- _Work task 1_
In the personal blog excerpt below about aging, spring weather, and the end of the school year, what time was the resiliency coach's meeting on Monday?
- _Work task 2_
Write the next part of the personal blog excerpt below about aging, spring weather, and the end of the school year, picking up after its final sentence.

All of this to make me think of those who live in precarious situations. A local news story had brought some of this questions to reality.

A fire in a nearby town caused the death of “an elderly woman” in her late 60s(!) because she could not get out of bed and flee the flames. Her husband had been unable to move her. The fact that the piece kept using the term elderly for someone in their 60s shattered me. How many people are in a similar situation? What about all the older people I am seeing on the streets as I travel across town?

One of the final points on the Medicare questionnaire asks if there is anything I want to discuss with the doctor that was not previously mentioned. Do I even bring this up–how the questionnaire and the news have been “triggers” or do I just leave it and keep doing my very best to remain healthy and upright and engaged in the world?

That didn’t last long

The weekend, and into the early part of the week, were lovely, warm days. On Wednesday we are back to cool, dark, cloudy, chance of showers. Oh well, the sunshine buoyed my mood for a few days.

I had even considered wearing capri pants to school this week, but nah. I’ll wear long pants and knit top, even perhaps a sweater. In another week it will be May. I’m so hoping that the sunshine will stick around. My mood and energy levels are so much better when it’s shining.

Warm weather, clean patio, lighter mood, end of school year

Tuesday morning–no alarm to wake me up, but still up by 6:15. I’ve no where to go on this next to last Tuesday in May.

Monday I was up for an 8 a.m. resiliency coach’s meeting, the one where we get our end-of-the-year directions and materials. Yes, it’s the end of the school year. I have four more weeks at Columbia, and two of those are filled with assessment and celebration. Will I be back for next year? Right now it’s hanging in the balance. The school district does not want to fund the program ($1000 per school/per year) so we may be asked to discontinue our presence at the schools. If I do continue, do I want to continue with second grade, which this year added a lot of work and stress. There will be a couple of new teachers, and will they even want me to come to their classes.

- _Available data_
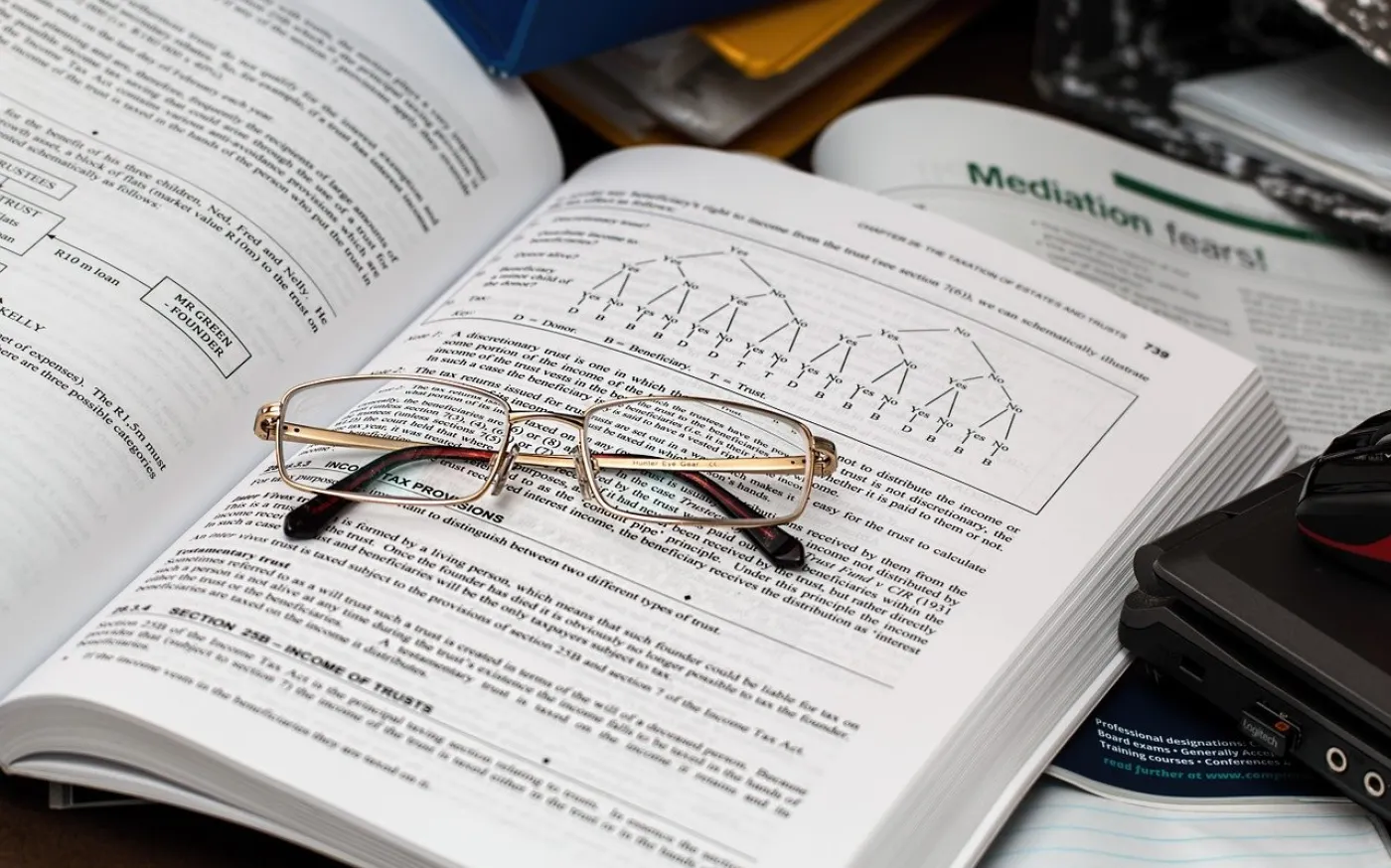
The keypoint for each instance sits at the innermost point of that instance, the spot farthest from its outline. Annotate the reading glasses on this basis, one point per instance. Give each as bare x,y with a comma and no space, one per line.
667,459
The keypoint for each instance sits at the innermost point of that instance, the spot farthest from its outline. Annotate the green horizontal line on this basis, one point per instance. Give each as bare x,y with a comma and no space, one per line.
1192,206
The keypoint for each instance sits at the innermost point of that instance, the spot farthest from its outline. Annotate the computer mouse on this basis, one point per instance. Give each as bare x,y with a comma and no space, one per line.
1345,504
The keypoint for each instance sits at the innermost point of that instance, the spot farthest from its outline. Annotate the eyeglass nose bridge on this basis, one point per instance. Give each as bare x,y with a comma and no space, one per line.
581,472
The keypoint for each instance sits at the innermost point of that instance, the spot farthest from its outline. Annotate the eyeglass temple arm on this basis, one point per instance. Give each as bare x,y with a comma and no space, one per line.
310,517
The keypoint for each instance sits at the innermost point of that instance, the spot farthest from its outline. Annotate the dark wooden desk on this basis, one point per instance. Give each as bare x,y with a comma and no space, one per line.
990,59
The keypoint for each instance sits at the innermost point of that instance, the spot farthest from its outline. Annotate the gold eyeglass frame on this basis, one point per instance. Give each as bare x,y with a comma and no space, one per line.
818,461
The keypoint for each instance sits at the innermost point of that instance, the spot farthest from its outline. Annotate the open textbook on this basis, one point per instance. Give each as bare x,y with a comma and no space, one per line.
1195,248
202,205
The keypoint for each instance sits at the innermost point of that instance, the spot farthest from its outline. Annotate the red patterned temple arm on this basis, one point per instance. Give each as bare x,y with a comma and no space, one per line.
310,517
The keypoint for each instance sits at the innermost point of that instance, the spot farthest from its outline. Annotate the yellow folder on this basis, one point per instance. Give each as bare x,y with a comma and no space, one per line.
799,121
768,41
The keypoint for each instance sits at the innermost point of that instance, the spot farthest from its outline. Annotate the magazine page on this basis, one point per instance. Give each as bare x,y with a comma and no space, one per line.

- _Expected output 1_
8 a.m.

- _Expected output 2_
Terry has been sick since late last week, another bout of serious coughing. He finally contacted the doctor’s office this morning and will have a video appointment later this afternoon. I didn’t think it was COVID but the doctor’s office suggested a COVID test. It is negative. The doctor’s office receptionist said that COVID has been running rampant in the community. First we had heard. He has had the cough before and all tests have shown nothing wrong. Our GP gave him an inhaler to use the next time around, but I don’t think he’s used it. I have been wondering if the injections for the tumor may be playing into weakening his immune system but no one else seems to think so.

I spent Friday, Saturday, and part of Sunday cleaning the patio. It’s not just a matter of cleaning, but moving all of the furniture off of the patio and onto the greenhouse pad. The furniture all gets cleaned out there while the patio walls and floor are washed down. Patio door cleaned. Patio wrought iron posts dusted of all the cobwebs and cleaned of dirt. I finally got smart with that piece of the work and used Swiffer dusting wand and cloths. They also worked well for bringing down the cobwebs from the plastered walls. Should you wish to see the final results, I posted pictures on Instagram.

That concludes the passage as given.